Exercise requirements.
Which lines of the records contain the word "wheel"? Pull out every one of them.

Data to use.
==================================================

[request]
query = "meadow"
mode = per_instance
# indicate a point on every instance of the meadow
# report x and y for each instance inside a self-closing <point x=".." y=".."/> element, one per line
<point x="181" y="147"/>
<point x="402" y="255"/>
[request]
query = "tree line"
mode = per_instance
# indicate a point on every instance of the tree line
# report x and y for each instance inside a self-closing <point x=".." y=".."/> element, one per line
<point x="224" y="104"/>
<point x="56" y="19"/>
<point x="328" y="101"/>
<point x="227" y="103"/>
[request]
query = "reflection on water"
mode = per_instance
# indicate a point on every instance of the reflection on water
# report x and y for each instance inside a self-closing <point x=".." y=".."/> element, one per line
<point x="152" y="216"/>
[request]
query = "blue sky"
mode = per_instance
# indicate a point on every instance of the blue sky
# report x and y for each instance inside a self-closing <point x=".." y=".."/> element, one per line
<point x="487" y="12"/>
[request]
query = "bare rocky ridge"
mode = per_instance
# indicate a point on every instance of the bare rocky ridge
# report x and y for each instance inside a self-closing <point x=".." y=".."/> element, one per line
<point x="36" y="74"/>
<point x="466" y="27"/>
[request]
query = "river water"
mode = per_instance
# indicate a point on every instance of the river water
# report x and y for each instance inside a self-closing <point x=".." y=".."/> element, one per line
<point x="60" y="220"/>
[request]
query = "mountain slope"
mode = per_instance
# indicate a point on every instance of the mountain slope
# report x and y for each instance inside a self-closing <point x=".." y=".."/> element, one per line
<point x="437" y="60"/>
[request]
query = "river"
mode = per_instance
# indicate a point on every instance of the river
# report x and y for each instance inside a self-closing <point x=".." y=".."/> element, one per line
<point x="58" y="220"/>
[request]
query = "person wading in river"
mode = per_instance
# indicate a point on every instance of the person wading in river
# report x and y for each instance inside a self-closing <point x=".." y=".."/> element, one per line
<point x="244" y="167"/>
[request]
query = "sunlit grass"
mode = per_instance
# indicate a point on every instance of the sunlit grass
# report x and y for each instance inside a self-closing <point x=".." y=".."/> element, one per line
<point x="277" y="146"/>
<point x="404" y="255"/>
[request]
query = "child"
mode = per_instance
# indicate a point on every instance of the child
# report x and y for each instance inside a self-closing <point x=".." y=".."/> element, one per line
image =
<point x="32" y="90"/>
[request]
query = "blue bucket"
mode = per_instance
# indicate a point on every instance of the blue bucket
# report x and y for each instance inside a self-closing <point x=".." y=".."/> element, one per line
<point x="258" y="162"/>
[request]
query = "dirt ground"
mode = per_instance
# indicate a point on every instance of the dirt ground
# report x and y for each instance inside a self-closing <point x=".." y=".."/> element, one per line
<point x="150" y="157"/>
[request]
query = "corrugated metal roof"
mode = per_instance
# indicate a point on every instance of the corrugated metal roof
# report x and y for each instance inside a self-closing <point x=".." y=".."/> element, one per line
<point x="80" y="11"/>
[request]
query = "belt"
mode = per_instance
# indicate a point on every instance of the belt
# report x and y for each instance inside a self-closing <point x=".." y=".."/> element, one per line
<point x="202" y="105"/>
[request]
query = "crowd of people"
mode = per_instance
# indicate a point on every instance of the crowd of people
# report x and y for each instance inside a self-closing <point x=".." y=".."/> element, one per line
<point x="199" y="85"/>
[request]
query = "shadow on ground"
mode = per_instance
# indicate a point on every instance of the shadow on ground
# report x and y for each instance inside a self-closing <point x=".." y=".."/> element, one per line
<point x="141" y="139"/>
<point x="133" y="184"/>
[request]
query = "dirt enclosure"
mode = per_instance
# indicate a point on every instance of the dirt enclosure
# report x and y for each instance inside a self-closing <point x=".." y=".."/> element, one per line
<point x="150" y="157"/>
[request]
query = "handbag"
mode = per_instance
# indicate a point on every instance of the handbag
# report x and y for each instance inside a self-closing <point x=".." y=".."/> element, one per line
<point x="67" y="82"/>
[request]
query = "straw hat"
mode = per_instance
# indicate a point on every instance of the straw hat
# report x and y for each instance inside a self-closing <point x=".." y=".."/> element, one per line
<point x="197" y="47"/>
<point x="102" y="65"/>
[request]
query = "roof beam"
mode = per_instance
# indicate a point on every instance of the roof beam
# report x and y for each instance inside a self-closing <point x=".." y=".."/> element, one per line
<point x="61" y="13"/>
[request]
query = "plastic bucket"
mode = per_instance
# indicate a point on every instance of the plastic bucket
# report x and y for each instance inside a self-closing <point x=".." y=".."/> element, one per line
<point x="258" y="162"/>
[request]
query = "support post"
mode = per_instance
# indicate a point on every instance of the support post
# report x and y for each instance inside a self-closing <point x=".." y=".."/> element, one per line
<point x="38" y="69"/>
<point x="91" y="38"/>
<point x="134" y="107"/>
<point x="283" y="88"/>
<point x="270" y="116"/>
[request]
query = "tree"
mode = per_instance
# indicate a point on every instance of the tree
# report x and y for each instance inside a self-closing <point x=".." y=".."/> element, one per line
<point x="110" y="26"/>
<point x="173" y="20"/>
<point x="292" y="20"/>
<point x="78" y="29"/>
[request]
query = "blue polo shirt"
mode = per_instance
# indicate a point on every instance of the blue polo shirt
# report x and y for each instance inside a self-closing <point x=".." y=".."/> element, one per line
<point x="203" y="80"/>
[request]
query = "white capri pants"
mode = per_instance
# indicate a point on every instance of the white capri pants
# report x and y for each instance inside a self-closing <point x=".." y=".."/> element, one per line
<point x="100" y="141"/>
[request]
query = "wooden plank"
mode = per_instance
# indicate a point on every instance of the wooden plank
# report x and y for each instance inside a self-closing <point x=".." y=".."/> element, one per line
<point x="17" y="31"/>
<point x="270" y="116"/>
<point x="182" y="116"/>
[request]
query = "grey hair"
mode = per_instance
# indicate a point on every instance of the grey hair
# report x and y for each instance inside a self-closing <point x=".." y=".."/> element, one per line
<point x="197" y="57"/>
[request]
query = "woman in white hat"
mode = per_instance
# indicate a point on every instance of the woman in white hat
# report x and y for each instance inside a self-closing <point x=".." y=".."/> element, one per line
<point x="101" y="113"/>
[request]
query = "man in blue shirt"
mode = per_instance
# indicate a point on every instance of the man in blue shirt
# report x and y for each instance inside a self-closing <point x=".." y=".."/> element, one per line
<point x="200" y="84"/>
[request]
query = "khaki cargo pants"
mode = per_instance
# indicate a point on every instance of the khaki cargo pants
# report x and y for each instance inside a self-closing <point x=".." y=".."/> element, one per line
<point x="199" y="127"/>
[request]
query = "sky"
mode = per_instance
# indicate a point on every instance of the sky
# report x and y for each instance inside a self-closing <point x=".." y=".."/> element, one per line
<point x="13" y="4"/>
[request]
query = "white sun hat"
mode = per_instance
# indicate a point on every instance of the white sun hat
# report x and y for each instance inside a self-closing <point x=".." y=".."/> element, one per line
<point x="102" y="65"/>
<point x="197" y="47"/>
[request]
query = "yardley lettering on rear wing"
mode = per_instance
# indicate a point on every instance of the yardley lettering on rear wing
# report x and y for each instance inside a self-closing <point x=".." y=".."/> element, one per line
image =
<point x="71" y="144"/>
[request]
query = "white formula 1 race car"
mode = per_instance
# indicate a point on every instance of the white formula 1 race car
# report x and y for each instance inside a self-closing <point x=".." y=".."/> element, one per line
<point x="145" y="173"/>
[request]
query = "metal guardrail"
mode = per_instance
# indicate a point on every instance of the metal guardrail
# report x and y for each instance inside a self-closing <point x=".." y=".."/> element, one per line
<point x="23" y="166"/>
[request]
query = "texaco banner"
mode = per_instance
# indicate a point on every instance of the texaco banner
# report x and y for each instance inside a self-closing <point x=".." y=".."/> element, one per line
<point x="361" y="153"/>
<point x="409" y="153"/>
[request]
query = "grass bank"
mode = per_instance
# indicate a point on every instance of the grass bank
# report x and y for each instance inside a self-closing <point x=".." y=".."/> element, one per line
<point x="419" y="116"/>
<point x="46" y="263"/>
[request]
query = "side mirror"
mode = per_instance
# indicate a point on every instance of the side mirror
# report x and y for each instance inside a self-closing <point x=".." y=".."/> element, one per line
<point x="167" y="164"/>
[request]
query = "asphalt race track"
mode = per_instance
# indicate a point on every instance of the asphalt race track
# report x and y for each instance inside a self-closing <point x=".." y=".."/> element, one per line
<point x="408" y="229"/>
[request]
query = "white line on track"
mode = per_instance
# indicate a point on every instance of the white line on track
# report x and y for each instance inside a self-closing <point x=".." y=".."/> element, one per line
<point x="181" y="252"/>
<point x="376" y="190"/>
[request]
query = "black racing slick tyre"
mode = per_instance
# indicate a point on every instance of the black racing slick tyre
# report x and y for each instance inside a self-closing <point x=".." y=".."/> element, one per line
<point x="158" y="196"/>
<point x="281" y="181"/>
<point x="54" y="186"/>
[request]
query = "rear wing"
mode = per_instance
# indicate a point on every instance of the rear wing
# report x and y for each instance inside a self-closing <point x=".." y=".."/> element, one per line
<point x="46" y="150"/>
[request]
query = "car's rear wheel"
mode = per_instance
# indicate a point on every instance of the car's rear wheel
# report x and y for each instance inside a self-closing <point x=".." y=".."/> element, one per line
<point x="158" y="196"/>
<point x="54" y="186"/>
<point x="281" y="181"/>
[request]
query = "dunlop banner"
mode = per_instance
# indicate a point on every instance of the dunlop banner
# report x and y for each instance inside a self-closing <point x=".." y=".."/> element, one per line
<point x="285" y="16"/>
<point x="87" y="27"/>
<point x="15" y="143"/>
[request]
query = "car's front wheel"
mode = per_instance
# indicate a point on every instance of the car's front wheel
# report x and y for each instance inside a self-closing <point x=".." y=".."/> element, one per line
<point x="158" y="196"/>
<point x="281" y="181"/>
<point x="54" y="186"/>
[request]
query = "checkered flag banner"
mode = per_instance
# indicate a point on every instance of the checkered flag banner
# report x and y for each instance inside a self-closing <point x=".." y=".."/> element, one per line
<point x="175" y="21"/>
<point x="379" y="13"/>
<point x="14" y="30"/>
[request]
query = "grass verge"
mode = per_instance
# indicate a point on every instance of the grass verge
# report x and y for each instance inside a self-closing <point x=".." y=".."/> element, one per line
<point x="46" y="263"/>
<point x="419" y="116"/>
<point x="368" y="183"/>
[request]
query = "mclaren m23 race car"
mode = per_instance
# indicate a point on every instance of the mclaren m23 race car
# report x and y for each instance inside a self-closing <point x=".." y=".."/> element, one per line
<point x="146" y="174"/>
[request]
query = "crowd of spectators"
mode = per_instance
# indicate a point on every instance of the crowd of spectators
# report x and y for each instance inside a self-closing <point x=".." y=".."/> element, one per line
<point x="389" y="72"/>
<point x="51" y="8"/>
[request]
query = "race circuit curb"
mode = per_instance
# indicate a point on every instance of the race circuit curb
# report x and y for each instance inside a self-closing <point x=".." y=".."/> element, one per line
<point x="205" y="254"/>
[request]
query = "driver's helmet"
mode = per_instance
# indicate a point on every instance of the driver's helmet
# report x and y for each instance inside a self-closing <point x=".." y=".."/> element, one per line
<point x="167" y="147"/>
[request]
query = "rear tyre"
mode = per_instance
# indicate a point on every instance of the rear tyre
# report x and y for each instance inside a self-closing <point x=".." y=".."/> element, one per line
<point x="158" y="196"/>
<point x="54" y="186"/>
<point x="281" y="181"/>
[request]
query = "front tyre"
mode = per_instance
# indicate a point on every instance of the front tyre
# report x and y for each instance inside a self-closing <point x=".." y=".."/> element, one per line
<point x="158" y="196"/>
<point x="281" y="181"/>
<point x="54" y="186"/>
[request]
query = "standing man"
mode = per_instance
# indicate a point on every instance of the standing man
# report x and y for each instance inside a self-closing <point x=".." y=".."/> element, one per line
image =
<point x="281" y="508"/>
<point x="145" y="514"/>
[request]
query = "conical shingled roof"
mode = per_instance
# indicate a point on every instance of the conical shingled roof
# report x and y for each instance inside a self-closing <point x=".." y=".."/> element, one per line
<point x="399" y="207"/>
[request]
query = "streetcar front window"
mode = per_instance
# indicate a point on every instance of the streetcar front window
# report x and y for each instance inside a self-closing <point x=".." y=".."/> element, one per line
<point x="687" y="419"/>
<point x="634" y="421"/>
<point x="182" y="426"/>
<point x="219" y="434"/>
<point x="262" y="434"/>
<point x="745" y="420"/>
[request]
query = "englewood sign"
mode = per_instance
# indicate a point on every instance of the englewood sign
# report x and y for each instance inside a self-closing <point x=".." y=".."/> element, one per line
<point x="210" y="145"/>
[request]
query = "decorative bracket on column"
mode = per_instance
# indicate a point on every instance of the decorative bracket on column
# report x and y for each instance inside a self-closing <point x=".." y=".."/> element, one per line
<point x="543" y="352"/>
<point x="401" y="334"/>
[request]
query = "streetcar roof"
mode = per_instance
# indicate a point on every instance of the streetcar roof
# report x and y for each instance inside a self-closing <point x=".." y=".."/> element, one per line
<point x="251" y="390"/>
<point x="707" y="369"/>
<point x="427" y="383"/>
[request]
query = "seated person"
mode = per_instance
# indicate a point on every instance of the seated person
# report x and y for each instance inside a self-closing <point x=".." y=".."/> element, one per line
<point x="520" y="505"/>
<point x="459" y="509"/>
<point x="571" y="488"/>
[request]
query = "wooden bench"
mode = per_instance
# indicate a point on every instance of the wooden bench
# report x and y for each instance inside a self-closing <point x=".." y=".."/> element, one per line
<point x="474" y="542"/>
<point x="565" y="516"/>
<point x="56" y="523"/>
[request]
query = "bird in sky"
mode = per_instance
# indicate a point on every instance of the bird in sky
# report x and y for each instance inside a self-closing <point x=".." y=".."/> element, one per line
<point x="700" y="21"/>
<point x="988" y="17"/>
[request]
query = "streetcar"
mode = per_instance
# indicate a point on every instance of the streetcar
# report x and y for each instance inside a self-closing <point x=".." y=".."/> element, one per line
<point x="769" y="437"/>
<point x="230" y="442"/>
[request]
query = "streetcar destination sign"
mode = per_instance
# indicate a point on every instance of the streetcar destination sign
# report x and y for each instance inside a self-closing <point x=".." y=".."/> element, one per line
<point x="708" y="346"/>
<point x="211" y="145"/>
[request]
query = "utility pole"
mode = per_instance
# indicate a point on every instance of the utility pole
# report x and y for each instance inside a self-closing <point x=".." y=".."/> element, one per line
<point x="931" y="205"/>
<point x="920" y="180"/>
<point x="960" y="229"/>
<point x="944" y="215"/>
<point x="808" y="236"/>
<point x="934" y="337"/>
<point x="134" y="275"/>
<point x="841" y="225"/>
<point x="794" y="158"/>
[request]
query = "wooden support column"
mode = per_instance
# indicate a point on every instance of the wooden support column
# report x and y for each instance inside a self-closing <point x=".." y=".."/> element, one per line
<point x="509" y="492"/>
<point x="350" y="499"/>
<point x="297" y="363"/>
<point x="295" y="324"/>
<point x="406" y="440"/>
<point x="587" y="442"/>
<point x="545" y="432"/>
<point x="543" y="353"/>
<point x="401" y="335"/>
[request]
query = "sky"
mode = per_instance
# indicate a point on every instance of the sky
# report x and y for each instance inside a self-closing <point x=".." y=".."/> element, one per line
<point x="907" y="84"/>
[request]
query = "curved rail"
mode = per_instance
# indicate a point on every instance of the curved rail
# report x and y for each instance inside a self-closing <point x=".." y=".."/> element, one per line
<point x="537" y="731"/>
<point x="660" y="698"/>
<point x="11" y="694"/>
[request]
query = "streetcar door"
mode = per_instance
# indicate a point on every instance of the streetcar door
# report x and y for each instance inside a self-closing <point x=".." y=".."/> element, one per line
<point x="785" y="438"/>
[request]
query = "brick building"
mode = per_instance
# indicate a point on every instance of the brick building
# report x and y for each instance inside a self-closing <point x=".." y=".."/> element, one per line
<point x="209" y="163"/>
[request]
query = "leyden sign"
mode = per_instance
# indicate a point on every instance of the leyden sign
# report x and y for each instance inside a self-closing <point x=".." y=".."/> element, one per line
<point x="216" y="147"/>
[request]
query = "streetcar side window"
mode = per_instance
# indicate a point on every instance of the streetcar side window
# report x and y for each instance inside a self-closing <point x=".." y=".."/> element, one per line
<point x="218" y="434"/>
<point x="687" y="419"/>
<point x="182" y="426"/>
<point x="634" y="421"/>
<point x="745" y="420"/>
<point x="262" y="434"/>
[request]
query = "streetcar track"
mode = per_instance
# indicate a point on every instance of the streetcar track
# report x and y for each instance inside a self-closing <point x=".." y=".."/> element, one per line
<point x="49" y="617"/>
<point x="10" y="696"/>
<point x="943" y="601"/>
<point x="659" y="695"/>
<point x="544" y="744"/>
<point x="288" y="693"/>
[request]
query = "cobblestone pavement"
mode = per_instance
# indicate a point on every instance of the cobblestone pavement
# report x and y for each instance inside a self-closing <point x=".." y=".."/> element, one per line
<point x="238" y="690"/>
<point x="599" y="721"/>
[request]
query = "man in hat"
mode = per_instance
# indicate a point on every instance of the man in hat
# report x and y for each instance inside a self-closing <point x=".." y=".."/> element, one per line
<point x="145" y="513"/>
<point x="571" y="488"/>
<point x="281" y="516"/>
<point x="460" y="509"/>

==================================================

Answer to this exercise.
query = "car's rear wheel"
# indicate a point on every instance of the car's rear wheel
query = "car's front wheel"
# indicate a point on every instance of the car's front wheel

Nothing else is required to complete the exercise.